Page excerpt Start Marker

Trigger warning: Mention of rape/abuse of minors. Not implicit, but it is fairly important to the plot later on and not what the reader might be expecting.

 

I loved this book! Really loved it. Yes, it is practically a trashy teen romance with lots of cliches. I’m not denying that. However, I’d rather have something like this – which doesn’t need to try very hard to do what it sets out to do – than some kind of overambitious dystopian future with countless plot holes which falls apart in a few chapters. This book was consistent, and I liked that.

 

I enjoyed all of the characters to some extent, even the horrible ones. (They weren’t horrible all the time.) I also really loved the dynamics between the protagonist and her love interests more than naything. Ren was a great character to read about, and her interactions with Jesse and Jeremy were really, really cute. We had a pretty large cast and lots of directions to take the plot, and it felt like everyone was important in some way or another.

 

This book tries to make out that it’s something more than just teen romance, but…it isn’t, really. It’s about Ren finding love in America and there’s no two ways about it. There’s this subplot about a serial killer on the loose but strangely enough it’s mostly in the background whilst we focus on Ren making out with Jeremy, or Jesse, or whichever half-naked shirtless hot boy she’s enamoured with. Like, I was 2/3 of the way through the book before they were like “Oh shit, somebody else has been murdered. Ren, don’t you think you should be going home now before you get killed too?”

 

The story being this: Ren is working as a nanny in America for the summer. Here, she ends up getting romantically involved with two of the many hot guys who lives here, and…well, that’s the bulk of the book. There’s a serial killer in town who goes around murdering foreign nannies. Just like her. You can imagine how that works out.

Page excerpt End Marker
Supplied entries Start Marker

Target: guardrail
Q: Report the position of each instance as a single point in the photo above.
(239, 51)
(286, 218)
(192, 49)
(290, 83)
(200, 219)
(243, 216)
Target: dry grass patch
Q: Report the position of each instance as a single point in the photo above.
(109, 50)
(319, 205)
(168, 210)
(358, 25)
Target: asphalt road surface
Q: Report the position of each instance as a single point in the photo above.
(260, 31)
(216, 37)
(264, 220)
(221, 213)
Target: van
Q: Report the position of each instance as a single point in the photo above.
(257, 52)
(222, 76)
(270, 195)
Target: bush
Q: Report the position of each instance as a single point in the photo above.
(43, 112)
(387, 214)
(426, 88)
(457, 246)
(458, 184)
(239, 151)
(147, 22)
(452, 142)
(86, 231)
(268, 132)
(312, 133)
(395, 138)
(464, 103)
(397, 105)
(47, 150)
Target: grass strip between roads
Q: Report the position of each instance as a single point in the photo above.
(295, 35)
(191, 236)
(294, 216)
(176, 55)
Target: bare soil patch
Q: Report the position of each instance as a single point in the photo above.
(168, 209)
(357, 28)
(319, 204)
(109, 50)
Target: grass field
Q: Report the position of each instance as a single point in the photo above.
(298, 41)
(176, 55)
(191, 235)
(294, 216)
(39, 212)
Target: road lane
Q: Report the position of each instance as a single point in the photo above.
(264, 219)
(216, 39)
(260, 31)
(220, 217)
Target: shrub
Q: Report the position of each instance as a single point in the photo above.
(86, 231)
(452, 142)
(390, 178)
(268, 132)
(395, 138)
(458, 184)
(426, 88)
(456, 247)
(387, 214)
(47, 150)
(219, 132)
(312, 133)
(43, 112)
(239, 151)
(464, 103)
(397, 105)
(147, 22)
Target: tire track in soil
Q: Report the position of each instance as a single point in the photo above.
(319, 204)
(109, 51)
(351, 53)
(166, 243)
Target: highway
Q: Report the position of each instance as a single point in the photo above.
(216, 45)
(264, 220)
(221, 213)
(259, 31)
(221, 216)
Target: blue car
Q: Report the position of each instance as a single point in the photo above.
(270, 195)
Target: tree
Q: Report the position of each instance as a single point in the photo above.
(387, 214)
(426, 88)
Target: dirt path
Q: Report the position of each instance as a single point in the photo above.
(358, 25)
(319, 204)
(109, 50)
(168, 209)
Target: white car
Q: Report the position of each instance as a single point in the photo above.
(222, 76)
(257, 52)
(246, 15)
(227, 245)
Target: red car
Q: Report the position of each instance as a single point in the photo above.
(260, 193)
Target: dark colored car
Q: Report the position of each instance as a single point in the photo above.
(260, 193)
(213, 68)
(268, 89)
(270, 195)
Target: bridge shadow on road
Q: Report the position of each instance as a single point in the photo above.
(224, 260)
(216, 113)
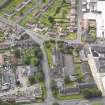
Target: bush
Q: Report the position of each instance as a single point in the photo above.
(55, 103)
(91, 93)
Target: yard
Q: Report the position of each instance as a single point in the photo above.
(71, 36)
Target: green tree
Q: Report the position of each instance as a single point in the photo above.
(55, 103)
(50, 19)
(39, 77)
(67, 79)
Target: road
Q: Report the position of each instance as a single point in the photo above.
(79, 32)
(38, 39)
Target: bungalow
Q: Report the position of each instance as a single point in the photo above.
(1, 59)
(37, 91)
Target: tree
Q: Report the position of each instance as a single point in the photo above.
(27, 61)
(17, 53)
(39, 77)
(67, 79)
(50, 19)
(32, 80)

Supplied entries End Marker
Supplied entries Start Marker

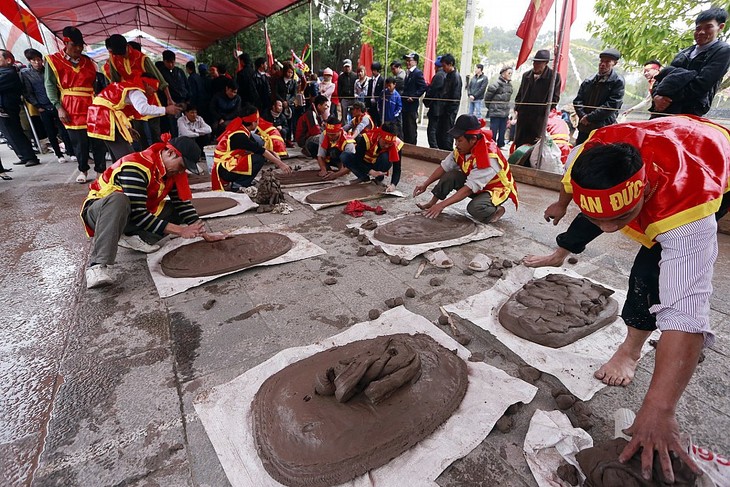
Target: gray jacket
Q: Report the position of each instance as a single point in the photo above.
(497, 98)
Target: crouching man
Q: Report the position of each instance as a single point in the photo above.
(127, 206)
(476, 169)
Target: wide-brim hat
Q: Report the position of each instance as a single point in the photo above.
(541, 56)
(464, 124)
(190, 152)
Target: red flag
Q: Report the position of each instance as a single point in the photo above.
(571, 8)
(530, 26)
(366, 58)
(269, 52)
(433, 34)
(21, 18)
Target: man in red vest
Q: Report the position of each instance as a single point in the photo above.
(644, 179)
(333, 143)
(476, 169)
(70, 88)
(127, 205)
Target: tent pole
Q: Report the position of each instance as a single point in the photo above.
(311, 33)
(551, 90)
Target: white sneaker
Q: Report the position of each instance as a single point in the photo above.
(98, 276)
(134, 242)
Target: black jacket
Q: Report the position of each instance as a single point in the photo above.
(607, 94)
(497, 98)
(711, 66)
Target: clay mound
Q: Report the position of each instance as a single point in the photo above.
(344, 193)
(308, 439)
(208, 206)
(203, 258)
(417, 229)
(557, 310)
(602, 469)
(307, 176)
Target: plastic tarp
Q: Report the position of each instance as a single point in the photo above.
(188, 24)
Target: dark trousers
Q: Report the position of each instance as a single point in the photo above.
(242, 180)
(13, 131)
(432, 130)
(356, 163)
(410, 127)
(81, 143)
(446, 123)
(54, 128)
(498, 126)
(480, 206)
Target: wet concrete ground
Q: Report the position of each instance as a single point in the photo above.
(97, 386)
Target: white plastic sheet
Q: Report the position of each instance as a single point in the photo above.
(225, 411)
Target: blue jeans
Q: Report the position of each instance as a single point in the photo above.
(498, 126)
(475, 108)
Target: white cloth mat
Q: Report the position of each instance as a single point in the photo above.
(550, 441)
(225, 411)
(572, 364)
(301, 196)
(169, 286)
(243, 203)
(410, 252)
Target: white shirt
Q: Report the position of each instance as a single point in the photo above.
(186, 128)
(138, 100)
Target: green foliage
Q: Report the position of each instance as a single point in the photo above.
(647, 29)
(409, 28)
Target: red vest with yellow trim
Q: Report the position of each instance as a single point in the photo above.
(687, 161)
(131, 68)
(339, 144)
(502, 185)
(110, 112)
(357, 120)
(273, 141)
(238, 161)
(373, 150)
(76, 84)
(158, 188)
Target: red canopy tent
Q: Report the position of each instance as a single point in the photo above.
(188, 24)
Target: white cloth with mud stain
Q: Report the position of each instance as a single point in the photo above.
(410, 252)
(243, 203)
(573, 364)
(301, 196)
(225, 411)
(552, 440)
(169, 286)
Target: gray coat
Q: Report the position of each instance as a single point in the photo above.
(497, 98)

Supplied entries End Marker

= Task instructions =
Reproduce the book review word for word, from its opening line to its last.

= Exercise output =
Trigger warning: Mention of rape/abuse of minors. Not implicit, but it is fairly important to the plot later on and not what the reader might be expecting.

 

I loved this book! Really loved it. Yes, it is practically a trashy teen romance with lots of cliches. I’m not denying that. However, I’d rather have something like this – which doesn’t need to try very hard to do what it sets out to do – than some kind of overambitious dystopian future with countless plot holes which falls apart in a few chapters. This book was consistent, and I liked that.

 

I enjoyed all of the characters to some extent, even the horrible ones. (They weren’t horrible all the time.) I also really loved the dynamics between the protagonist and her love interests more than naything. Ren was a great character to read about, and her interactions with Jesse and Jeremy were really, really cute. We had a pretty large cast and lots of directions to take the plot, and it felt like everyone was important in some way or another.

 

This book tries to make out that it’s something more than just teen romance, but…it isn’t, really. It’s about Ren finding love in America and there’s no two ways about it. There’s this subplot about a serial killer on the loose but strangely enough it’s mostly in the background whilst we focus on Ren making out with Jeremy, or Jesse, or whichever half-naked shirtless hot boy she’s enamoured with. Like, I was 2/3 of the way through the book before they were like “Oh shit, somebody else has been murdered. Ren, don’t you think you should be going home now before you get killed too?”

 

The story being this: Ren is working as a nanny in America for the summer. Here, she ends up getting romantically involved with two of the many hot guys who lives here, and…well, that’s the bulk of the book. There’s a serial killer in town who goes around murdering foreign nannies. Just like her. You can imagine how that works out.